**Written exercise**
List as a JSON array of strings, one per line with blank lines omitted, the lines of the records from the line containing "Quiz Question: What are the coordinates of the log end" through the line containing "[580, 113, 618, 161]", inclusive.

--- BEGIN Data shown ---

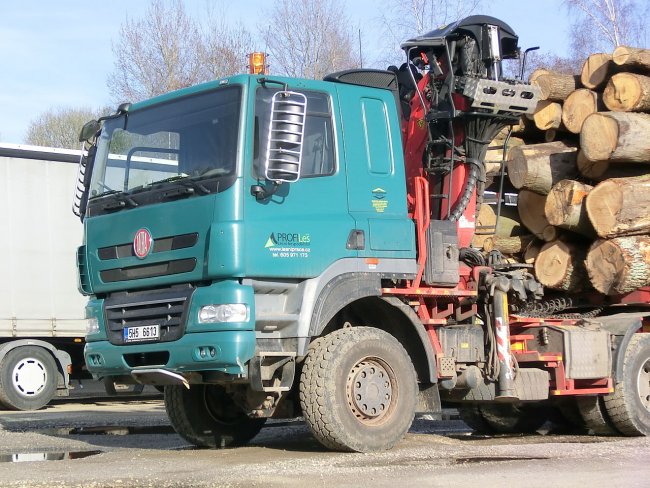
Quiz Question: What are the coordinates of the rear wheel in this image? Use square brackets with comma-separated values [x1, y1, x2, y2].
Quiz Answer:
[300, 327, 417, 452]
[0, 346, 58, 410]
[604, 334, 650, 436]
[165, 385, 266, 448]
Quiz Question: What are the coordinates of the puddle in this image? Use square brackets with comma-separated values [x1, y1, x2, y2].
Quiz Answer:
[454, 456, 549, 464]
[0, 451, 102, 463]
[37, 425, 176, 435]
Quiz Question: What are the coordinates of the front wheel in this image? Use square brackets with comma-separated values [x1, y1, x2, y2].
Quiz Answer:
[604, 334, 650, 436]
[300, 327, 417, 452]
[165, 385, 266, 448]
[0, 346, 58, 410]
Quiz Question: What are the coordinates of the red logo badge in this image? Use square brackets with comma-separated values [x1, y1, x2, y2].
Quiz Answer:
[133, 229, 153, 259]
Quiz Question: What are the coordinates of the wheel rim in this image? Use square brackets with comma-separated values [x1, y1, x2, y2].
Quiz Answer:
[11, 358, 47, 397]
[637, 358, 650, 411]
[346, 358, 397, 425]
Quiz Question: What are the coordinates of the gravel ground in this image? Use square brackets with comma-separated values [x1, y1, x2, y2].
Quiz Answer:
[0, 397, 650, 488]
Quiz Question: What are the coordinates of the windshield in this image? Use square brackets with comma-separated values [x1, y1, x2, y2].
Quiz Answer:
[89, 86, 241, 199]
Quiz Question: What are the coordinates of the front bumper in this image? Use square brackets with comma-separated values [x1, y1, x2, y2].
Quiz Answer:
[84, 331, 255, 377]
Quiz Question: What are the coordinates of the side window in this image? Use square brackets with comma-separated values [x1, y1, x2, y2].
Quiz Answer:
[253, 87, 336, 178]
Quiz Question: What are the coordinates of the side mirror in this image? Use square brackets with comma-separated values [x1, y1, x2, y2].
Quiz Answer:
[264, 90, 307, 183]
[79, 120, 101, 142]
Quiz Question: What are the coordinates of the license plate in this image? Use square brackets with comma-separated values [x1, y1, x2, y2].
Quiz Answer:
[124, 324, 160, 342]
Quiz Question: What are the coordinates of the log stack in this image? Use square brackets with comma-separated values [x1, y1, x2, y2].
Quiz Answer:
[474, 46, 650, 296]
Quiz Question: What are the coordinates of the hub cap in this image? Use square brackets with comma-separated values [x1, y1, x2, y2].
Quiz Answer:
[347, 358, 395, 424]
[637, 358, 650, 411]
[11, 358, 47, 397]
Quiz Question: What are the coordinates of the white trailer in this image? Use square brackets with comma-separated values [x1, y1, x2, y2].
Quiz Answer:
[0, 144, 86, 410]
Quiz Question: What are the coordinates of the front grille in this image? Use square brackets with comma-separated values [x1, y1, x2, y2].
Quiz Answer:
[97, 232, 199, 261]
[104, 285, 194, 345]
[99, 258, 196, 283]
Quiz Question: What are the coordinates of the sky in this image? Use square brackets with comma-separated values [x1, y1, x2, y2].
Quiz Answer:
[0, 0, 570, 144]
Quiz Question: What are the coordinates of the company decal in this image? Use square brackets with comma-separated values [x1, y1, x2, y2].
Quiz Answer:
[372, 188, 388, 213]
[133, 229, 153, 259]
[264, 232, 311, 259]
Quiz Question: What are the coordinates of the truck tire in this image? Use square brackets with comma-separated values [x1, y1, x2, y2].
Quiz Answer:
[0, 346, 58, 410]
[300, 327, 417, 452]
[576, 396, 620, 435]
[604, 334, 650, 436]
[470, 403, 548, 434]
[165, 385, 266, 448]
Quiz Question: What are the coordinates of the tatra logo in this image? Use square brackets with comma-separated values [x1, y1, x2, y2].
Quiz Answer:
[133, 229, 153, 259]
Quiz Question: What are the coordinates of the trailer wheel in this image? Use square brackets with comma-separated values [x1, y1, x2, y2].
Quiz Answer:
[165, 385, 266, 448]
[479, 404, 548, 434]
[300, 327, 417, 452]
[604, 334, 650, 436]
[0, 346, 58, 410]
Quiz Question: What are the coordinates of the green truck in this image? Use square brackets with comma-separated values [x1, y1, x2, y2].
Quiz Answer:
[75, 16, 650, 452]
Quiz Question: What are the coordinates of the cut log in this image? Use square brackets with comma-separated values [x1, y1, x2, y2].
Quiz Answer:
[483, 235, 535, 255]
[585, 174, 650, 238]
[580, 112, 650, 163]
[528, 68, 553, 84]
[535, 240, 588, 292]
[603, 73, 650, 112]
[562, 88, 604, 134]
[517, 190, 559, 241]
[544, 180, 596, 239]
[580, 53, 615, 90]
[586, 236, 650, 295]
[612, 46, 650, 72]
[508, 141, 578, 195]
[533, 100, 562, 130]
[534, 73, 580, 102]
[576, 150, 650, 181]
[524, 239, 545, 264]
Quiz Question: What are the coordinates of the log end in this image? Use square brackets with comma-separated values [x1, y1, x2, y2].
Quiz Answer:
[586, 240, 625, 295]
[585, 180, 623, 237]
[580, 113, 618, 161]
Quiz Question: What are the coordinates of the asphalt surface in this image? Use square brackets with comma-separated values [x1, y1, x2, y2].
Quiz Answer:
[0, 391, 650, 488]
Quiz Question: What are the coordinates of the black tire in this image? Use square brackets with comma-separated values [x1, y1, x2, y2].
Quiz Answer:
[479, 403, 548, 434]
[576, 396, 620, 435]
[165, 385, 266, 448]
[300, 327, 417, 452]
[604, 334, 650, 436]
[458, 405, 494, 434]
[0, 346, 58, 410]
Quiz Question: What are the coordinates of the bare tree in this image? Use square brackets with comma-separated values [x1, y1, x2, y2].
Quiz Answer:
[25, 108, 110, 149]
[564, 0, 650, 60]
[374, 0, 482, 64]
[263, 0, 359, 79]
[108, 0, 252, 102]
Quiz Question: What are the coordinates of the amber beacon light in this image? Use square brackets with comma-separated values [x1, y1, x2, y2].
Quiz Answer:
[248, 52, 269, 75]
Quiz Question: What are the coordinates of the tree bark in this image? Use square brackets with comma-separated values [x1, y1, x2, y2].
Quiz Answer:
[580, 112, 650, 163]
[603, 73, 650, 112]
[535, 240, 588, 292]
[580, 53, 614, 90]
[508, 141, 578, 195]
[576, 150, 650, 181]
[534, 73, 580, 102]
[586, 236, 650, 295]
[517, 190, 559, 241]
[562, 88, 604, 134]
[483, 235, 535, 255]
[544, 180, 596, 238]
[585, 174, 650, 238]
[533, 100, 562, 130]
[612, 46, 650, 72]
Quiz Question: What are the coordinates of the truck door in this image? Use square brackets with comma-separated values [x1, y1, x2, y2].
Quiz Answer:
[244, 84, 356, 278]
[338, 85, 415, 258]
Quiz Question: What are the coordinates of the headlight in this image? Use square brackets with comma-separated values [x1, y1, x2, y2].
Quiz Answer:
[86, 317, 99, 335]
[199, 303, 248, 324]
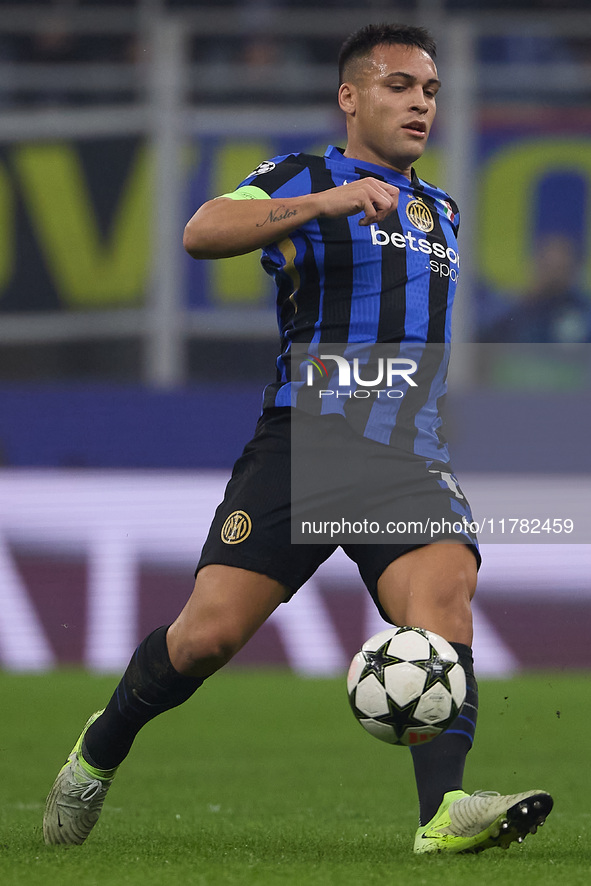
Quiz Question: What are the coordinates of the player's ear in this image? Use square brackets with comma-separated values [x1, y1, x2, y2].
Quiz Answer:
[339, 83, 357, 114]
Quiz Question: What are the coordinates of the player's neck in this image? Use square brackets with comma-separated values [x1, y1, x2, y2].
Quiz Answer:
[343, 142, 412, 181]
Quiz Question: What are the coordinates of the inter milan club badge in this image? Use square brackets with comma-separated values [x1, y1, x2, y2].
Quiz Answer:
[221, 511, 252, 545]
[406, 197, 434, 234]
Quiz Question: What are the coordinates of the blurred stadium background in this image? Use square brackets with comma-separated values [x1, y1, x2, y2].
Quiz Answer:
[0, 0, 591, 675]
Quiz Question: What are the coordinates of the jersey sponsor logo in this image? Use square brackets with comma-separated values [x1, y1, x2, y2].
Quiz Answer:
[220, 511, 252, 545]
[369, 225, 460, 265]
[406, 197, 435, 234]
[248, 160, 275, 178]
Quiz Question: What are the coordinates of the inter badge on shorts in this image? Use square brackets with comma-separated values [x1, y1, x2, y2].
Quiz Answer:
[221, 511, 252, 545]
[406, 197, 434, 234]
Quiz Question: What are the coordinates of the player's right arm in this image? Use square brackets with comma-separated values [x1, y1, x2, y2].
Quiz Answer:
[183, 178, 399, 258]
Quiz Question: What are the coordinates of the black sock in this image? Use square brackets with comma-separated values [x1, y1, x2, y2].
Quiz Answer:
[411, 643, 478, 825]
[82, 626, 203, 769]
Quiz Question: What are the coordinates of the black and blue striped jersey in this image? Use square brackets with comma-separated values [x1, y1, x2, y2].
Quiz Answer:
[231, 146, 459, 462]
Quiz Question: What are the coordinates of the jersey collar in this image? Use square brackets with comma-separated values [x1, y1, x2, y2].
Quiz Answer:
[324, 145, 420, 187]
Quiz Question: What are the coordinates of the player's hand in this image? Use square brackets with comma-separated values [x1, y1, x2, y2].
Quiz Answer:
[318, 178, 400, 226]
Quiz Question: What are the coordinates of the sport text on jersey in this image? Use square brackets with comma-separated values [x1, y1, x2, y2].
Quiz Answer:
[369, 225, 460, 283]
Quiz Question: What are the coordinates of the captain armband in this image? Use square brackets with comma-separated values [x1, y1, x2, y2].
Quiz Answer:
[216, 185, 271, 200]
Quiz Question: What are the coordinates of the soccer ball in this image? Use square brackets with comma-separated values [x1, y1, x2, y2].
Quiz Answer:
[347, 627, 466, 746]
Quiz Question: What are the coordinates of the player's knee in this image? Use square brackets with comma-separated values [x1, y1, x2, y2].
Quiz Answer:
[171, 627, 243, 677]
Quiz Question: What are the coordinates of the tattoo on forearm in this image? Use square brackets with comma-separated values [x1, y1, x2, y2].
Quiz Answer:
[257, 206, 298, 228]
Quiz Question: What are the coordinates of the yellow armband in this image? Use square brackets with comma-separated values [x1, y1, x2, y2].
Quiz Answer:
[220, 185, 271, 200]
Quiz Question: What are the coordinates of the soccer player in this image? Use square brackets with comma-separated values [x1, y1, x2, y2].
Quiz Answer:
[44, 25, 552, 853]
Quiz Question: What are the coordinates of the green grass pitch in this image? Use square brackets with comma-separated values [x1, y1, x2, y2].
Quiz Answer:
[0, 670, 591, 886]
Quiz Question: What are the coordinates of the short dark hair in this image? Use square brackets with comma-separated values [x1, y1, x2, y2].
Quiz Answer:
[339, 22, 437, 83]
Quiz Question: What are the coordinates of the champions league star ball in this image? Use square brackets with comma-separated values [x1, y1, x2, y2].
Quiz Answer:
[347, 627, 466, 746]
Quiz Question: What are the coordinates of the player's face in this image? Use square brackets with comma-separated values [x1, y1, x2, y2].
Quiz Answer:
[339, 45, 441, 175]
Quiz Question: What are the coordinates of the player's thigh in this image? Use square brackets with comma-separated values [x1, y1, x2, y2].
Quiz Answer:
[167, 564, 291, 676]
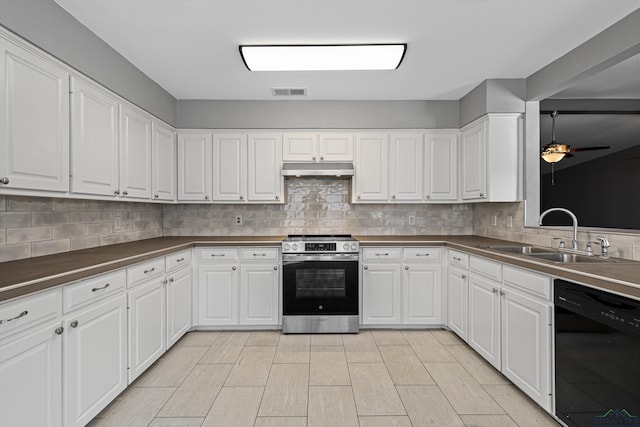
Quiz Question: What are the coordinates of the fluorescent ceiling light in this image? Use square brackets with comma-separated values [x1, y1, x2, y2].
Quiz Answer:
[240, 44, 407, 71]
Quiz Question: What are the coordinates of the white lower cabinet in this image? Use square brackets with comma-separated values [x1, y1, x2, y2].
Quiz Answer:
[362, 248, 443, 325]
[195, 248, 282, 326]
[0, 289, 63, 427]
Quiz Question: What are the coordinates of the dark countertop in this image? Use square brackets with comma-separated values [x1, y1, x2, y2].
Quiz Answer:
[0, 236, 640, 301]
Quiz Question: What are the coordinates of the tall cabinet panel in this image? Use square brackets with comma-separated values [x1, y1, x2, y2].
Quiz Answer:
[0, 39, 69, 192]
[247, 133, 284, 202]
[120, 104, 151, 199]
[178, 133, 211, 202]
[71, 78, 119, 196]
[151, 122, 176, 201]
[212, 133, 247, 201]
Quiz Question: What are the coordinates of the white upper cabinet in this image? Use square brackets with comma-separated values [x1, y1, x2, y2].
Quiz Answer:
[461, 113, 522, 202]
[151, 121, 176, 201]
[352, 133, 389, 202]
[247, 132, 284, 203]
[282, 132, 353, 162]
[389, 133, 424, 201]
[120, 104, 151, 199]
[424, 132, 458, 202]
[0, 38, 69, 192]
[71, 78, 119, 196]
[212, 133, 247, 202]
[178, 133, 211, 202]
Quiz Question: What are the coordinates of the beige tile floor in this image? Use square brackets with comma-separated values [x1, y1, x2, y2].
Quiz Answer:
[90, 330, 558, 427]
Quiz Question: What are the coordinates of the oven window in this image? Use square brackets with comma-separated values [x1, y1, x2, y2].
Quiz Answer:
[296, 268, 347, 298]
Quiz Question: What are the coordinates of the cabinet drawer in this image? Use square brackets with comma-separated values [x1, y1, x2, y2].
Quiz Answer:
[362, 248, 402, 261]
[240, 248, 278, 261]
[0, 289, 62, 338]
[402, 248, 442, 261]
[127, 257, 164, 288]
[198, 249, 238, 263]
[62, 269, 127, 313]
[502, 265, 551, 301]
[448, 249, 469, 269]
[469, 256, 502, 281]
[164, 249, 191, 271]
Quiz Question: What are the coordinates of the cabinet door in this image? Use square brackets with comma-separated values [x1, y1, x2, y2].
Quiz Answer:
[353, 133, 389, 202]
[424, 133, 458, 201]
[0, 40, 69, 192]
[167, 268, 191, 348]
[198, 264, 240, 325]
[389, 133, 424, 201]
[402, 264, 442, 325]
[178, 133, 211, 202]
[502, 288, 552, 410]
[71, 78, 120, 196]
[248, 133, 284, 203]
[0, 321, 63, 427]
[468, 273, 500, 369]
[128, 278, 167, 384]
[447, 266, 469, 341]
[63, 293, 127, 426]
[362, 264, 402, 325]
[240, 264, 280, 325]
[318, 133, 353, 162]
[212, 134, 247, 202]
[282, 132, 318, 162]
[151, 122, 176, 201]
[461, 121, 487, 200]
[120, 104, 151, 199]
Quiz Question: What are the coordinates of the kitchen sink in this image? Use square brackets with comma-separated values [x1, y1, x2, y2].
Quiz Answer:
[486, 245, 556, 255]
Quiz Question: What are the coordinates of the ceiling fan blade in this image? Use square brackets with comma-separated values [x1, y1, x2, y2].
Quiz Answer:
[568, 147, 611, 153]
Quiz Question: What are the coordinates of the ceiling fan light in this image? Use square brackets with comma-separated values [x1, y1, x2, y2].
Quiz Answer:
[240, 44, 407, 71]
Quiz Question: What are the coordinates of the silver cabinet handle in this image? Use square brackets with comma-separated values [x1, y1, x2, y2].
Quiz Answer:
[0, 310, 29, 325]
[91, 283, 111, 292]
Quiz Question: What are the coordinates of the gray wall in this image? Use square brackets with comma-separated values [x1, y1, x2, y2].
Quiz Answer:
[178, 100, 459, 129]
[0, 0, 176, 126]
[460, 79, 526, 127]
[527, 9, 640, 101]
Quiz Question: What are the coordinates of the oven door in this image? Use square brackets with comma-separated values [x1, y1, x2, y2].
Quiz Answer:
[282, 255, 358, 316]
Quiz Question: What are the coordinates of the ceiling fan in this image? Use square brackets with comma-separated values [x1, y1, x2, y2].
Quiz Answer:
[540, 111, 611, 166]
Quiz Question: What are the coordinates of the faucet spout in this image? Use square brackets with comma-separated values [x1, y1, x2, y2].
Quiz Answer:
[538, 208, 578, 250]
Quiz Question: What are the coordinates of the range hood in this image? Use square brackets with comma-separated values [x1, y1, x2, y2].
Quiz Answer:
[282, 162, 355, 177]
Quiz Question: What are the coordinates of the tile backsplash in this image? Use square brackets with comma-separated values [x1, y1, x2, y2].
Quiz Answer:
[163, 178, 473, 236]
[0, 196, 162, 262]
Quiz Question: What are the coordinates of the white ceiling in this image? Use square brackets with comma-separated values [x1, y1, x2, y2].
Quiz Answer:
[55, 0, 640, 100]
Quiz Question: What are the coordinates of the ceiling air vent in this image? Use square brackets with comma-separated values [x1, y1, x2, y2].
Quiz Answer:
[271, 87, 307, 96]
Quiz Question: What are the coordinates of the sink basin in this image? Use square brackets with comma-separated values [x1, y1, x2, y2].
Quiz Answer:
[487, 245, 556, 255]
[529, 252, 616, 263]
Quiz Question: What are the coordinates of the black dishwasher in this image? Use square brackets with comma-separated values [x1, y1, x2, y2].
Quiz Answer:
[554, 279, 640, 427]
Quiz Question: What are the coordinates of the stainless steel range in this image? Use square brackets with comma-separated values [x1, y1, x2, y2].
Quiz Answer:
[282, 235, 360, 333]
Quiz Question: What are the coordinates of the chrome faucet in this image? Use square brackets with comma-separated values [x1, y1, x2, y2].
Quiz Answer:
[538, 208, 578, 251]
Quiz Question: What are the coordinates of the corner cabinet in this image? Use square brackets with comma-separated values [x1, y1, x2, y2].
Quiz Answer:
[0, 38, 69, 194]
[460, 113, 522, 202]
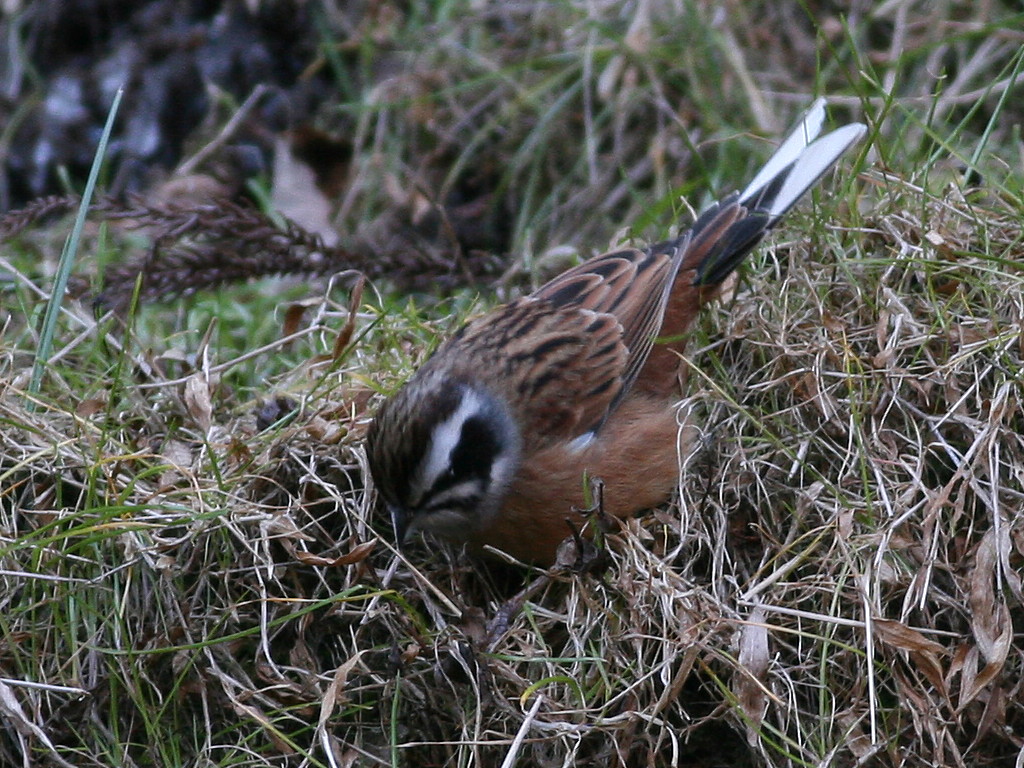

--- END Data shown ---

**Solution to the problem**
[
  "Quiz Question: What are the coordinates of the log end in this image? Use square brackets with comma-separated values [x1, y1, x2, y2].",
  "Quiz Answer:",
  "[586, 240, 625, 295]",
  "[585, 180, 623, 237]",
  "[580, 113, 618, 161]"
]